- [What you will do]:
#1 Answer these about the Dr. Hunter profile, marking your answers (a), (b) and (c):
(a) For how many years did Dr. Hunter serve as medical director of a hospitalist group?
(b) What does he call the best advice he ever received?
(c) About what share of his time does teaching now take?
#2 Please turn the paragraph of the Dr. Hunter profile beginning "A: The disjointed scheduling patterns" into a short list that keeps its main facts.
#3 Print a section of the Dr. Hunter profile word for word. Begin at the words "Q: Why is it" and stop after "your career interests?".

Jairy Hunter III, MD, MBA, SFHM, was restless and wondering if office-based practice was the right career choice for him. He’d already worked as an ED tech during medical school, as an emergency physician for a few years after that, and as a family practitioner for a little more than five years.
Lucky for him, hospital medicine was taking root in his neck of the woods.
“Looking back, I realize that, at that point, I was interested in doing something different, and in becoming a leader in a new setting,” says Dr. Hunter, one of the newest members of Team Hospitalist, the volunteer editorial advisory group for The Hospitalist.
More than a decade later, Dr. Hunter is doing what he loves—acting as the “go-to guy” for coordination of care. He’s gravitated toward a career in leadership, serving 10 years as medical director of a hospitalist group in his native Charleston, S.C. and, since September 2012, as associate executive medical director for case management and care transitions at the Medical University of South Carolina (MUSC), also in Charleston. His titles include assistant professor in the department of family medicine at MUSC.
“We are the ‘details’ people,” he says. “The people who know how to get things done and maneuver efficiently through hospital systems.”
Question: What’s the biggest change you’ve seen in HM in your career?
Answer: Specialties like hospital medicine have become a sort of training ground for physicians in leadership. A lot of us were “thrust” into these positions, so to speak, with little background or training in how to be a leader. For example, I thought in order to be a physician leader, I had to work harder than everyone else, and I had to be the best doctor in the group. Let me tell you, most people will fail those tests almost every time! I think we are seeing many more hospitalists move into administrative roles along career paths like mine. It seems to be a natural fit, and I think that’s very exciting.
Q: What do you dislike most about the job?
A: The disjointed scheduling patterns that many programs have in place. I feel too many programs think it’s too hard to create scheduling formats that foster longevity. I also dislike the fact that some hospitalists are on their way to somewhere else, such as fellowship or other careers. They don’t involve themselves in making the hospital better, improving the patient experience, or taking ownership of the job as a group member.
Q: What’s the best advice you ever received?
A: Say “yes” as often as possible. That’s also the best advice I received when I became a dad.
Q: Why is it important for group leaders to continue seeing patients?
A: To maintain the sense of shared experience and to sustain credibility amongst your hospitalist and medical staff colleagues. In addition, medicine is our calling. We should never be so far away from it as to lose touch with patients and what we do best.
Q: Outside of patient care, what are your career interests?
A: I’m very interested in physicians in leadership. I recently changed from a large, for-profit entity to an academic medical center, so I’ve increased the amount of teaching from basically zero to about 25% of my time. I found that I really enjoy interacting with young physicians. My current role has responsibility for a number of administrative projects—specifically, several dealing with readmissions, EHR implementation, and collaborating with our outpatient physician affiliates. I find the business side of medicine interesting and surprisingly exciting, in that we are now challenged with figuring out how to maintain and improve quality care and efficient patient flow, while economic constraints are a reality.

- [Given data]:
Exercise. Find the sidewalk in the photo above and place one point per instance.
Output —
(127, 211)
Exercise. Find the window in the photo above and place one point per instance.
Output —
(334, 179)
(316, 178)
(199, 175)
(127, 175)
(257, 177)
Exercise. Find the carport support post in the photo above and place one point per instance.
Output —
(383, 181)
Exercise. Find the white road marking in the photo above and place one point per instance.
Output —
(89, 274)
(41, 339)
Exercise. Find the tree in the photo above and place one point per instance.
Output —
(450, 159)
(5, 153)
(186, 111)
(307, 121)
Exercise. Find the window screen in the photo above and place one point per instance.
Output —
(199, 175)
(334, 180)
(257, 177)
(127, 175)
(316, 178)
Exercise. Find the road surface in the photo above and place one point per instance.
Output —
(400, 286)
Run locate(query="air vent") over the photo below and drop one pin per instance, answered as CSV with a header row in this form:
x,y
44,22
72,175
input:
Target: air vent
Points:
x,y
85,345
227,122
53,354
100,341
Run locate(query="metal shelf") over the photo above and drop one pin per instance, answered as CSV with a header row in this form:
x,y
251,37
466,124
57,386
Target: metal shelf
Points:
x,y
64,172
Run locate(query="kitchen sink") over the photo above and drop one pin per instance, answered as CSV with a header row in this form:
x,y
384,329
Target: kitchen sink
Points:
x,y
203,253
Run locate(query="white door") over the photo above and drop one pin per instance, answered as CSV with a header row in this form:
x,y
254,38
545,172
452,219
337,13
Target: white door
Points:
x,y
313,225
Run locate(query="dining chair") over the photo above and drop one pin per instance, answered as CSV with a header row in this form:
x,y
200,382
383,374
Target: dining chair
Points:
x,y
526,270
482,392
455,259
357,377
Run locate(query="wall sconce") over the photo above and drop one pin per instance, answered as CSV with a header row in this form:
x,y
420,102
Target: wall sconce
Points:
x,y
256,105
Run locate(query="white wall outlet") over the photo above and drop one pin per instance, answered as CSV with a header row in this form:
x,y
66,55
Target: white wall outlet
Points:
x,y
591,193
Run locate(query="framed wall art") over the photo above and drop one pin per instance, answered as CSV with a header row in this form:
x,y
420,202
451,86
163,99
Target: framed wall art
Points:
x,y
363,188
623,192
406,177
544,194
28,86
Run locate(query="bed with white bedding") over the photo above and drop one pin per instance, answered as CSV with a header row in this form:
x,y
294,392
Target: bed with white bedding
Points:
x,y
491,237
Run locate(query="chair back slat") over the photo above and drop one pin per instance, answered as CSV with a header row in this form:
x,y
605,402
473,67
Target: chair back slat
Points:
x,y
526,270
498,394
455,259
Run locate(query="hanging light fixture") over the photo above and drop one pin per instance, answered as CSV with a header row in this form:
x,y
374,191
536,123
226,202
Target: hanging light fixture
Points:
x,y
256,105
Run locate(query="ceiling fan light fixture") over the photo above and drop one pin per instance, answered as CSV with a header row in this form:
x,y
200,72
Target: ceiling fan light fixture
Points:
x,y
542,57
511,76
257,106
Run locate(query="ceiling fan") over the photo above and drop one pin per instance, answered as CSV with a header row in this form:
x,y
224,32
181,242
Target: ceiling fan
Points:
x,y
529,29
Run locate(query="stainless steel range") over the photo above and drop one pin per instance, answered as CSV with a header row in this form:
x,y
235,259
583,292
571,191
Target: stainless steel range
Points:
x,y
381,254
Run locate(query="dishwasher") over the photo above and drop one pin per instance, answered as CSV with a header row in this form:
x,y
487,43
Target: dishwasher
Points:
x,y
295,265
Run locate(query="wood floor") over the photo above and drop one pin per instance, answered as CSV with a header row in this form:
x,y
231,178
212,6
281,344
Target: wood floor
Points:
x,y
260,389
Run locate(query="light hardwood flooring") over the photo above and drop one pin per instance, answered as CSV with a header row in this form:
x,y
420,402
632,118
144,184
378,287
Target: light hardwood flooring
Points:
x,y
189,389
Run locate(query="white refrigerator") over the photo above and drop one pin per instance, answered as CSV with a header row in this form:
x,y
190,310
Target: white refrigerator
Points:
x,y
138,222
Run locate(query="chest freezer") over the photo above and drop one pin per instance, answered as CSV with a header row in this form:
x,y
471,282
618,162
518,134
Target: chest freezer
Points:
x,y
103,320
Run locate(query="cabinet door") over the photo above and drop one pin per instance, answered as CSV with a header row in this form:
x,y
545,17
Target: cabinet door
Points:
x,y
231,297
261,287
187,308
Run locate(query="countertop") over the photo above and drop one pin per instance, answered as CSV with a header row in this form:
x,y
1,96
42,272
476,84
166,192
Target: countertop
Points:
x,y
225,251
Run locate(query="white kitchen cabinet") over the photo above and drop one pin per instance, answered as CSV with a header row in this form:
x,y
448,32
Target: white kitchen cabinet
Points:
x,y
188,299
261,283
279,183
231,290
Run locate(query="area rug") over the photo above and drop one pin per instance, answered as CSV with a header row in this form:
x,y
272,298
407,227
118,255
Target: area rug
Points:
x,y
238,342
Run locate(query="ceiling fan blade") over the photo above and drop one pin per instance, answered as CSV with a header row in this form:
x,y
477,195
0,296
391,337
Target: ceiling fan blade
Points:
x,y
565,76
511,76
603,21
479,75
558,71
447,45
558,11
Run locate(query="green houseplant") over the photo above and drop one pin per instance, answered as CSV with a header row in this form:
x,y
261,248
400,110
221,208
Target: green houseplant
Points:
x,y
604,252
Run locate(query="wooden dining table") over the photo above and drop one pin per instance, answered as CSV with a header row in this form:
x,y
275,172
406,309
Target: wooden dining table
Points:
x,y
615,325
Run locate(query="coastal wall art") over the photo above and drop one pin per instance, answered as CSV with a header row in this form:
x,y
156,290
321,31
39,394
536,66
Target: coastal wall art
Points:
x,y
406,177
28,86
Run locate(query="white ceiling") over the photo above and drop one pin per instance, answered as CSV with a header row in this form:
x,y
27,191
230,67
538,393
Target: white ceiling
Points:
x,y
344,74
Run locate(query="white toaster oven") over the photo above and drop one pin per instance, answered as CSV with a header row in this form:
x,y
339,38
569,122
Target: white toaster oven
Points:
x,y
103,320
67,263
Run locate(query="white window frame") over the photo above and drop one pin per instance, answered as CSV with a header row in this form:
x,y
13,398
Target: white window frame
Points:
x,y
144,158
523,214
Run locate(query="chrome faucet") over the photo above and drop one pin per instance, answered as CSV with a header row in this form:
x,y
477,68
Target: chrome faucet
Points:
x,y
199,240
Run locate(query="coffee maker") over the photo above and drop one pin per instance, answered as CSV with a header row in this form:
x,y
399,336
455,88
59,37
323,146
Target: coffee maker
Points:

- [Completed exercise]:
#1
(a) 10 years.
(b) Say "yes" as often as possible.
(c) About 25%.

#2
- Many programs have disjointed scheduling patterns.
- Too many programs think it is too hard to create scheduling formats that foster longevity.
- Some hospitalists are on their way to somewhere else, such as fellowship or other careers.
- These hospitalists don't work to make the hospital better or improve the patient experience, and they don't take ownership of the job as group members.

#3
Q: Why is it important for group leaders to continue seeing patients?
A: To maintain the sense of shared experience and to sustain credibility amongst your hospitalist and medical staff colleagues. In addition, medicine is our calling. We should never be so far away from it as to lose touch with patients and what we do best.
Q: Outside of patient care, what are your career interests?